Directive: Reproduce the listing below line for line, leaving every character unchanged.

Stored data:
-- BEGIN --

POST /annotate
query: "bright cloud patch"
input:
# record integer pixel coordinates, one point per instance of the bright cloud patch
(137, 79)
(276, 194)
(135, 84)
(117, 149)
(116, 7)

-- END --

Exercise solution:
POST /annotate
query: "bright cloud patch"
input:
# record integer pixel coordinates, one point per instance of the bright cloud patch
(137, 79)
(276, 194)
(135, 84)
(117, 149)
(116, 7)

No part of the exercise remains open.